§ **SET TASK**: Could you write out the data from the line with "Inspect the frame above and report where the bird's dark" to the line with "[571,272,640,321]", both included, keeping every request and adding 12 to each coordinate in the answers?

§ **Entries on locating named things**:

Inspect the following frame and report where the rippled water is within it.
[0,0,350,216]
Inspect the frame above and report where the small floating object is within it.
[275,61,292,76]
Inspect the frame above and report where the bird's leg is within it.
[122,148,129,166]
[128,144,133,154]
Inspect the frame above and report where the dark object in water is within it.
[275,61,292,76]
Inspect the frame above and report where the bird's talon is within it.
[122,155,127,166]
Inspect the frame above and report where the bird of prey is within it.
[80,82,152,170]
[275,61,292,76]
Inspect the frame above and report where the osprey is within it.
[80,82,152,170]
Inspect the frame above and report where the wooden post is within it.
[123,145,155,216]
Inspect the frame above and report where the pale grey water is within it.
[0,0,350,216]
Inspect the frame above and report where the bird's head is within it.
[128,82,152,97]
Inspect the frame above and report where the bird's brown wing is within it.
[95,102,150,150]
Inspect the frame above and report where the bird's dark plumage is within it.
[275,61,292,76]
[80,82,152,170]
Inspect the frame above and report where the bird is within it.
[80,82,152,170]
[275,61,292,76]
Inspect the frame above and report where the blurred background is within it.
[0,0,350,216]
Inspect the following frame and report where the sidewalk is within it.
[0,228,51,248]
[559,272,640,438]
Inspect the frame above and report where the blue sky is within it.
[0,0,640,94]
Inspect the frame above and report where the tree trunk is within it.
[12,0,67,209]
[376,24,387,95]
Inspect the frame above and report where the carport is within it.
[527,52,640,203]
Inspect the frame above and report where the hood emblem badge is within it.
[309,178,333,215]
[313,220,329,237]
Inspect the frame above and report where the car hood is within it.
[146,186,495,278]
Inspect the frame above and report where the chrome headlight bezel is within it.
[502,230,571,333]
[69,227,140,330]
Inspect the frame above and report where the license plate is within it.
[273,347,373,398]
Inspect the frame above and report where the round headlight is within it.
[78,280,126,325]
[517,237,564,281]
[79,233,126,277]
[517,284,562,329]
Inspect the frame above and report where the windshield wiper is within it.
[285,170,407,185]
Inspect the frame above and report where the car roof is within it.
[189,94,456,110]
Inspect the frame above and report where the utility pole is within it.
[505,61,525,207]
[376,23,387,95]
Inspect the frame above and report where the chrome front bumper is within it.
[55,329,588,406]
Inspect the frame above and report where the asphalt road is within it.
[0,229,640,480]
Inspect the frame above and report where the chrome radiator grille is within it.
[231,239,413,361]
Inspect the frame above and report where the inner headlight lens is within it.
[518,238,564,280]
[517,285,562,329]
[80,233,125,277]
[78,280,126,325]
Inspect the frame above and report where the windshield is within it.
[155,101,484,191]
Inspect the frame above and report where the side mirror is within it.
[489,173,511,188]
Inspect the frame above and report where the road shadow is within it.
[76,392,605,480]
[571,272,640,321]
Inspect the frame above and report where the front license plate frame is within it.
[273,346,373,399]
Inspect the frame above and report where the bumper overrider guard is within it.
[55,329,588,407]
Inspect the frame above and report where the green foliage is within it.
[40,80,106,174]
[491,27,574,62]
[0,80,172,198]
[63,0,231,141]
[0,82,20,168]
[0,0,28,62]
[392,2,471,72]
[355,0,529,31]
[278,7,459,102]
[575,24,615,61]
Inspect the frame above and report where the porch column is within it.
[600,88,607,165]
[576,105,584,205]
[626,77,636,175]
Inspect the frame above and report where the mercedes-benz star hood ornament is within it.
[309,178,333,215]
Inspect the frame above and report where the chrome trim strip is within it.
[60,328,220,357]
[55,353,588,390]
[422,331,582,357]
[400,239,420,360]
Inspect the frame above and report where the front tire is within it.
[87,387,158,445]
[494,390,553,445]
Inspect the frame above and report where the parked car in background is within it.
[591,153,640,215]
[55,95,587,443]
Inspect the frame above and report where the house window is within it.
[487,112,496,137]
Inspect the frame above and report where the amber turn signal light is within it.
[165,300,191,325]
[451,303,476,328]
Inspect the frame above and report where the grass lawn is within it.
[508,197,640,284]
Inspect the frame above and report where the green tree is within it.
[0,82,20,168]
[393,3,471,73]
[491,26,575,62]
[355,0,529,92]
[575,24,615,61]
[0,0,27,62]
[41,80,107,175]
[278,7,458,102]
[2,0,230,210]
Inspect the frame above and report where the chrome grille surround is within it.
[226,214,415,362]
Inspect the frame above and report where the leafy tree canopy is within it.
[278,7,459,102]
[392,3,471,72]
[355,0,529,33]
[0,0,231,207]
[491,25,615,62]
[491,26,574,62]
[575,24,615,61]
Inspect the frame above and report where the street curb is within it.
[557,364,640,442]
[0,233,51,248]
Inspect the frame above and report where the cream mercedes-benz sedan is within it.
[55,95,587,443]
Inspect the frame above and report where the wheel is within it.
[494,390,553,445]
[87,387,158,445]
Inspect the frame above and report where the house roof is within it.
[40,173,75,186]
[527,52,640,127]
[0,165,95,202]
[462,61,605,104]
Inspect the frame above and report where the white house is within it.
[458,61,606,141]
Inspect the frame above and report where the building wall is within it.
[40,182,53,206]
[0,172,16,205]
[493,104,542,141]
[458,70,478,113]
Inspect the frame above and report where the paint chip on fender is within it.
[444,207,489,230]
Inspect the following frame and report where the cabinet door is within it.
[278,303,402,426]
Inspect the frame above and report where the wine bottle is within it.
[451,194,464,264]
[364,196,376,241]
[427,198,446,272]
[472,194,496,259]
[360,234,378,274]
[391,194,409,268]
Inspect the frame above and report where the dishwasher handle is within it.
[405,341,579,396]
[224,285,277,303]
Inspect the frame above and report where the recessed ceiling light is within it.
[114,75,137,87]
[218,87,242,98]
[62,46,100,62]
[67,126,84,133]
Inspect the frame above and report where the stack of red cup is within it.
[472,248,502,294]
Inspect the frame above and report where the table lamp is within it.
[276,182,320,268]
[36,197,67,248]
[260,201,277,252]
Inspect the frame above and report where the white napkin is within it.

§ **TASK SOLUTION**:
Inspect the frame above and report where the bird's dark plumage is within it.
[287,73,304,88]
[92,94,164,182]
Inspect the frame above and report where the bird is within it.
[92,94,164,182]
[287,73,304,88]
Inspect the frame above and report where the blurred background is within it.
[12,12,362,228]
Inspect the following frame and report where the sidewalk is within it.
[12,240,63,260]
[571,284,652,450]
Inspect the frame above and report where the blue sky is within it.
[12,12,652,106]
Inspect the frame above and report where the tree trunk is within it.
[24,12,79,221]
[388,36,399,107]
Inspect the frame above and report where the carport is within it.
[539,64,652,215]
Inspect the frame above and report where the hood emblem badge is within it.
[321,190,345,227]
[325,232,341,249]
Inspect the frame above and report where the car hood is within it.
[158,198,507,290]
Inspect the frame above and report where the chrome headlight bezel is within it.
[514,242,583,345]
[81,239,152,342]
Inspect the frame above and report where the license plate is within it.
[285,359,385,410]
Inspect the frame above and report where the round headlight is within it.
[90,292,138,337]
[529,249,576,293]
[91,245,138,289]
[529,296,574,341]
Inspect the frame above and report where the windshield wiper is within it.
[297,182,419,197]
Inspect the frame above and report where the car roof is within it.
[201,106,468,122]
Inspect the frame above and report where the utility pole is within it.
[517,73,537,219]
[388,35,399,107]
Inspect the frame above and report where the chrome front bumper is within it.
[67,341,600,418]
Inspect the frame above and report where the asphalt road is within it.
[12,241,652,492]
Inspect the frame above and report where the chrome radiator grille is within it.
[243,251,425,373]
Inspect the frame above and report where the inner headlight lens is within it.
[530,250,576,292]
[529,297,574,341]
[92,245,137,289]
[90,292,138,337]
Inspect the frame above and report where the windshield is within it.
[167,113,496,203]
Inspect the frame above and report where the side mirror is within it.
[501,185,523,200]
Inspect the frame above and report where the road shadow is within it.
[88,404,617,492]
[583,284,652,333]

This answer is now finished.